→ WORK REQUEST 1
Count the lines in the entries that contain the string "clicks", treating uppercase and lowercase as different, and give only the number.

→ GIVEN TEXT
Albert Speer at Harvard
By Ross G. Douthat
History and literature concentrator
Quincy House
In 1937, as part of program of academic exchange with German
universities, Harvard named Albert Speer as a visiting professor of
architecture and urban planning. There was some controversy about this
appointment: not only was Speer a member of the Nazi party, he was the
Third Reich's leading public architect and a close friend of the Fuehrer.
Indeed, shortly after arriving at Harvard, Speer defended the Nazi regime
in an interview with the Boston papers, saying that "Adolf Hitler is the
glue
that holds Germany together."
His Harvard colleagues didn't understand why anyone was upset. "I have
no problem bringing Albert Speer here," said one academic, an expert on
Germany. "It's no different than hiring a good physicist who thinks Adolf
Hitler is the best invention since sliced bread." A professor of European
history, meanwhile, said, "personally, I think it's admirable that Speer
has
served for that government."
If this story sounds a trifle unbelievable-well, good. It is unbelievable;
indeed, it never happened. Albert Speer never taught at Harvard, even in
1937, when the Nazi regime he represented was merely totalitarian, and
not yet engaged in attempted genocide.
But Mario Coyula-Cowley does now.
Who is Coyula-Cowley, you ask? Why, he is the new Robert F. Kennedy
professor at the Graduate School of Design, where he will teach
architecture and urban planning. He is also a member of Cuba's
Communist Party. Indeed, he is a high-ranking government official, the
head of the island nation's urban planning commission. And he is no
johnny-come-lately to Fidel Castro's government-Coyula-Cowley helped
organize the 1959 rebellion that swept the bearded dictator into power,
and has held numerous government appointments over the decades
since. Among other things, he is a senior member of Cuba's National
Union of Artists and Writers; an organization, needless to say, to which
anyone who disagrees with the government cannot apply.

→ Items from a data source
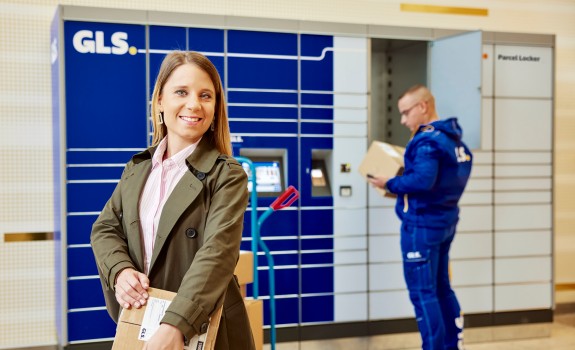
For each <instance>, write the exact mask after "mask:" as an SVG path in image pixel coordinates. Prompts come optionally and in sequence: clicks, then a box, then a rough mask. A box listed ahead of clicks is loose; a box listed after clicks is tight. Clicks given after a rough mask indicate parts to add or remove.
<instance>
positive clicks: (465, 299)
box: [454, 286, 493, 314]
mask: <svg viewBox="0 0 575 350" xmlns="http://www.w3.org/2000/svg"><path fill="white" fill-rule="evenodd" d="M454 289H455V294H456V295H457V299H458V300H459V304H460V305H461V310H462V311H463V313H464V314H473V313H483V312H492V311H493V287H492V286H478V287H475V286H474V287H456V288H454Z"/></svg>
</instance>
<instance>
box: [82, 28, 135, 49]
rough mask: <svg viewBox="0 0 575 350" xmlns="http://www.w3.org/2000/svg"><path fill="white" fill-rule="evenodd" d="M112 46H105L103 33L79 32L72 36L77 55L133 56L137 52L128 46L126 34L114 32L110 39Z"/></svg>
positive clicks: (97, 31) (89, 31)
mask: <svg viewBox="0 0 575 350" xmlns="http://www.w3.org/2000/svg"><path fill="white" fill-rule="evenodd" d="M110 42H111V43H112V46H106V38H105V36H104V32H102V31H96V32H93V31H91V30H79V31H78V32H76V34H74V37H73V39H72V44H73V45H74V49H76V51H78V52H79V53H96V54H103V55H110V54H112V55H124V54H126V53H128V52H129V53H130V55H135V54H136V53H137V52H138V50H137V49H136V48H135V47H134V46H132V47H130V46H129V45H128V33H125V32H115V33H113V34H112V35H111V37H110Z"/></svg>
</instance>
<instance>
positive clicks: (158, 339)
mask: <svg viewBox="0 0 575 350" xmlns="http://www.w3.org/2000/svg"><path fill="white" fill-rule="evenodd" d="M183 348H184V335H183V334H182V332H181V331H180V330H179V329H178V328H176V327H174V326H172V325H171V324H167V323H162V324H161V325H160V328H158V330H157V331H156V333H154V335H153V336H152V337H151V338H150V340H148V341H147V342H146V343H145V344H144V347H143V349H142V350H182V349H183Z"/></svg>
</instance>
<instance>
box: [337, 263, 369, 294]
mask: <svg viewBox="0 0 575 350" xmlns="http://www.w3.org/2000/svg"><path fill="white" fill-rule="evenodd" d="M333 280H334V281H333V284H334V286H333V291H334V293H348V292H365V291H366V290H367V268H366V266H365V264H358V265H349V266H336V267H334V269H333Z"/></svg>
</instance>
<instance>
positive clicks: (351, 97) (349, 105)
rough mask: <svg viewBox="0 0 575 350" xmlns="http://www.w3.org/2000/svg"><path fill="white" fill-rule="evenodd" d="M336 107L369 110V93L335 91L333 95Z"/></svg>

→ WORK REQUEST 2
Finish out the next part of the piece about Albert Speer, Harvard, and Mario Coyula-Cowley, continuing from its final sentence.

→ EXERCISE RESPONSE 1
5

→ EXERCISE RESPONSE 2
Apparently, no one at Harvard has any problem with this. Substitute
Coyula-Cowley for Speer (and Castro for Hitler), and the quotes above
represent the view of Jorge I. Dominguez, Clarence Dillon professor of
international affairs, and Bliss Professor of Latin American History and
Economics John Womack, respectively, on the advisability of appointing
an apparatchik from a totalitarian state to the Harvard faculty. To them,
you can add the names of Steve Reifenberg, director of the Rockefeller
Center for Latin American Studies, who is "enormously pleased to have
him here," and Professor of History James T. Kloppenberg, who told The
Crimson that "the quality of a person's scholarly work, not his or her
politics, should determine whether he or she teaches at Harvard."
None of this should be terribly surprising. There has always been a
tendency among America's intellectuals to downplay the crimes of
left-wing regimes, and Castro's Cuba, in particular, has long been the
darling of the American left. With its record of standing up to "Yanqui
imperialism," its much-touted system of universal health care, and its
post-Cold War isolation, Cuba's nasty and oppressive regime seems sad
and bullied and even a little bit cute-the "Tickle-Me-Elmo" of totalitarian
states. And let's not forget the enduring appeal of its cigar-chomping
despot, the "glue that holds Cuba together," as Coyula-Cowley says, and
the only dictator clever enough to get people to call him by his first
name.
Why, everybody loves "Fidel"-especially the movie stars, left-of-left
congressmen, and American academics who are always flying down to
hobnob with him.
As for the people who don't love him? Well, many of them are dead, or in
exile. The rest are in jail-although jail might be too kind a word for
what is,
to all intents and purposes, a system of warm-weather gulags. Unlike
Coyula-Cowley, they don't have the opportunity to cruise through
American supermarkets and then complain to the Boston Globe that "there
are too many choices" here. They aren't pulling down a $50,000 salary,
and can't say smugly, as Harvard's new professor did in the Globe, that
"money isn't everything."
They do have names, though, Castro's prisoners do. Here are just a few
of them: Vladimiro Roca, Julia Cecilia Delgado, Angel Moya Acosta,
Nestor Rodríguez Lobaina, Rene Montes de Oca, Dr. Oscar Biscet,
Jose
Orlando Gonzalez Bridon. They are victims of a regime that in 2001 was
rated by Freedom House as one of the most repressive in the world
-worse than Libya and Syria, worse even than China. They have been
arrested for "disrespect," for "dangerousness," for "conduct that is in
manifest contradiction with the norms of socialist morality." And none
of
them will be teaching at Harvard next semester.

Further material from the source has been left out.